▶ [WHAT THE TASK REQUIRES]: Reproduce the records below word for word, starting at the line containing "the car wheel" and ending at the last line of the records, with both of those lines included.

▶ [EXERCISE DATA]:
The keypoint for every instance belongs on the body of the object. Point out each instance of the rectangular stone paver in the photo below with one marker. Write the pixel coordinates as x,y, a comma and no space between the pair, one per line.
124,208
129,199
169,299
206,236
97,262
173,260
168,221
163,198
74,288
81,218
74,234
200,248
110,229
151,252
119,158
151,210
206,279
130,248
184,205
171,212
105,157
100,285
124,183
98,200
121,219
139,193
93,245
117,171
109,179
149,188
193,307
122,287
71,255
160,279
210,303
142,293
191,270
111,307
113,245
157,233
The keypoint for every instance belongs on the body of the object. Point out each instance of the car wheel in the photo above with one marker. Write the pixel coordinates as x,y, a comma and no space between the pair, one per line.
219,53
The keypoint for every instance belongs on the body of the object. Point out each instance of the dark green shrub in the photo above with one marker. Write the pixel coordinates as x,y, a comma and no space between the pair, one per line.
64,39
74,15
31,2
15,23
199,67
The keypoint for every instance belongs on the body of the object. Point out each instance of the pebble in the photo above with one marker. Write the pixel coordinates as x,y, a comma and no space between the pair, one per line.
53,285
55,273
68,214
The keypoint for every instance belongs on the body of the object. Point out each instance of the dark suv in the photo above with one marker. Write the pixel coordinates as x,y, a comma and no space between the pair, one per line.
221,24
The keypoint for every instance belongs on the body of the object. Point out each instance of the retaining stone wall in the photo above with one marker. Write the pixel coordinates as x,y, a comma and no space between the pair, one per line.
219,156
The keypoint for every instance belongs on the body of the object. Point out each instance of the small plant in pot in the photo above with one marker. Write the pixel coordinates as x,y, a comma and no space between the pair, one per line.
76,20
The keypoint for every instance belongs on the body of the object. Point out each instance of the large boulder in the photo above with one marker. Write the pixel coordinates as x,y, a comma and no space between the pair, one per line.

▶ [RESPONSE TO THE EXERCISE]:
The keypoint for every instance belongs on the body of the object. Point out each instance of the car wheel in the photo above with one marker. Write the pixel coordinates as x,y, a comma and no space between the pair, one per line.
219,53
The keypoint for every instance belongs on the body of the object. Point out each instance of the dark green shrub in the photo above with one marker. Write the pixel coordinates as x,y, a comma and no space between the pair, one per line.
64,39
74,15
31,2
15,23
199,67
The keypoint for every instance belongs on the body of the object. Point out each instance of the pebble in the photo above with one marker. Write the pixel coordinates as x,y, a comma and no space between the pair, one per line.
53,285
55,273
68,214
The keypoint for every instance belongs on the body of the object. Point out each instance of the dark suv in the photo above with one marker. Write the pixel coordinates as x,y, a comma and no space between the pair, one per line.
221,24
The keypoint for every instance belongs on the body of the object. Point out each instance of the retaining stone wall in the photo above with one marker. Write the pixel coordinates as x,y, a comma and no space between the pair, one per line.
219,156
The keypoint for every instance belongs on the body of the object. Point out each instance of the small plant in pot in the photo above with one marker. Write the pixel coordinates as x,y, a comma and no space between the pair, one per line.
76,20
The keypoint for every instance belongs on the body of the object. Point out each instance of the large boulder in the photo above with one marker. Write the pixel coordinates as x,y, a comma and no space between the pair, one per line.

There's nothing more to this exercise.